Evaluation is a little bit more general. It can also include things like metrics, where you compare the transaction output with a reference transaction that you believe to be perfect, and it’s what people typically use when training models, and stuff like that. For the past few years, we have been developing a metric that is being widely adopted by the research community, and also the industry, which is called COMET. COMET has been very successful in the last two years. It was developed by us. We also developed a quality estimation framework that also gained a lot of traction three years ago, I think…

Yeah. 2019 it was…

Yeah. Called OpenQE, which is basically similar in terms of the model approach and everything, but it does not rely on a reference. So it’s what we use internally for performing quality estimations. Yeah, I think this sums up a little bit…

That said, just one thing is that all of this is only possible because over the years Unbabel established some quality controls for the translations… And this started by using a framework called MQM, which stands for Multi-dimensional Quality Metric, which is basically a typology, and then guidelines on how to use this typology, with different phenomena that happens when translation is made, that goes from accuracy, whether the translations are adequate, if they’re fluent… And then there is a whole taxonomy about that.

So this kind of evaluation enabled us to accumulate data about the quality of translations over time, that we can then use to train quality estimation or metric evaluation models.

Yeah, so this seems different… I think some listeners probably in their experience with like modeling in other domains, or with other data, are probably familiar with like a confidence score, or a probability… So this goes like way beyond that, right? So just to clarify, this is not like just a confidence score coming out of your model of translation, but this is actually a metric that you’re running on the output of your model. Is that right?


Yeah, exactly.

Yeah. So explain, maybe comment a little bit, because that has gained so much traction… What is maybe different about COMET? Another popular one I know for machine translation is called BLEU… So what distinguishes COMET as different from maybe that, or like other metrics that are out there?

So like you were saying, BLEU is a very well-known metric, but BLEU is a lexical metric, and this means that BLEU will take the MT output and it will compare with a reference that was created from a human. And usually, the typical setup is that we only compare that MT output with a single reference. And as we might know, there are multiple ways to translate a specific sentence. So a lot of times BLEU will give a very low score for a very good translation because of that. Sometimes it also gives you a very high score for a very bad translation… Because another aspect of BLEU is that it’s gonna give the same weight to all words. So if you have a named entity that is not correctly translated, it’s going to be like one word that is missing from being perfect, and BLEU will give a very high score. If you miss like a punctuation, the score penalty will be exactly the same, although the errors are completely different in terms of severity.

[08:16] Just one thing, to differentiate between – just to explain a little bit more with BLEU is that the way that it looks at both the translation hypothesis and the reference is looking at each word and trying to understand if there is an overlap of each word with the reference. And it does that for combinations of one word, or for combinations of two, three and four words, usually, which are called engrams. And then it has a brevity penalty, that is basically to penalize if the translation is too small, too short… So that’s basically the rationale. And there is a class of metrics that I think we are calling lexical metrics…

Yeah, lexical metrics.

* _To-do list_
**A)** In the rows, start at the line containing "If you could tag the reindeer nose" and stop after the line containing "<point>42,83</point>". Lay out those lines as a JSON list of strings, one string per line, leaving out any blank lines.
**B)** Carry on the conversation about translation quality metrics from the point where it stops.

* _Point labeling dataset excerpts_
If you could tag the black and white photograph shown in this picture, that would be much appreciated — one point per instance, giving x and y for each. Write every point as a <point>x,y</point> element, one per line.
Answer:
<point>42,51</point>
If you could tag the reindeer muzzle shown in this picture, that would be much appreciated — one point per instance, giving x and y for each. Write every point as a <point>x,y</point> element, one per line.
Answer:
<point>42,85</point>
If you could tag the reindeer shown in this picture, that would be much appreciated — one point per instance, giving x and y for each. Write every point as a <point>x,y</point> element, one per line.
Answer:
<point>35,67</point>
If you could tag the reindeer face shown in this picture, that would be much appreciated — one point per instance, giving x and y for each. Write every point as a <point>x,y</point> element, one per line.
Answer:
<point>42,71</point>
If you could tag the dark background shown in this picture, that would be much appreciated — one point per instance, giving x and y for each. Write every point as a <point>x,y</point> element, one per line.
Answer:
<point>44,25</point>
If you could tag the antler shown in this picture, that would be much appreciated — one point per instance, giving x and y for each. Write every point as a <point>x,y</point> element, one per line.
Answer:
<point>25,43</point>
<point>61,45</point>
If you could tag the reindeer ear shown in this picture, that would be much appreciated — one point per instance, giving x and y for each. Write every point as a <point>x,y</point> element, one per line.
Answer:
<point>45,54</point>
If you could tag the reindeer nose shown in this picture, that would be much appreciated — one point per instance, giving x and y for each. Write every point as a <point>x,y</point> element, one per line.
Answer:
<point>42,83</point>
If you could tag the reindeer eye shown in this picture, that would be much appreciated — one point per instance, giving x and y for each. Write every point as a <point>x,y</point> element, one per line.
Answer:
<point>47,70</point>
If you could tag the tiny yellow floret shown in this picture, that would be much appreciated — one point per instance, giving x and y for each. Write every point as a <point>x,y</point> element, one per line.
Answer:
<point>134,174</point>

* _Replies_
**A)**
[
  "If you could tag the reindeer nose shown in this picture, that would be much appreciated — one point per instance, giving x and y for each. Write every point as a <point>x,y</point> element, one per line.",
  "Answer:",
  "<point>42,83</point>"
]

**B)**
Yeah. So TR, which is translation error rate… It’s similar to that. CHRF is similar to that, but CHRF goes at the character level… So this is a class of things. That is very different from COMET, I think.

Yeah, COMET takes advantage of the presentations coming from large language models, like XLM-RoBERTa, we have been using XLM-RoBERTa. And basically, those representations allow you to compare words in an embedding space; so two words that might not be exactly the same, but have the exact same meaning - COMET will use those representations to output a score.

Now, the other thing that we add on top is that we train those representations to be more suitable for the specific task of machine translation evaluation. And I’m saying this because this is a very important difference from other metrics that have also been proposed, like BIRDS score, where because of the fact that you don’t have any fine-tuning on top, if you use BIRDS score and you say “I love you” or “I hate you”, because love and hate will have similar embeddings, the score will be very high, when in fact they are the complete opposites.

So we start from a pre-training model, but then by training the model with some supervision from human labels on errors, the model learns that “I love you” or “I hate you” for this specific task they are complete opposites. And I think that kind of splits apart COMET from all the metrics that were being proposed before, that either fall into the lexical category, or into the embedding category.

Yeah, that’s great. And you also mentioned, just in passing, there was another kind of category of quality estimation that didn’t require a reference… Could you talk about that a little bit?

Yeah, so the idea is very similar to the idea of COMET. So the difference is that when you have access to a reference, which is the case of COMET, when you create the embeddings for the MT outputs, they will be perfectly aligned with the embeddings from the reference, because they are in the exact same language.

On quality estimation, you are comparing it directly to the source. So the embeddings will not align perfectly. And still, what happens is that during training, using human supervision, the model learns what is correct and what is incorrect only comparing the MT output directly with the source.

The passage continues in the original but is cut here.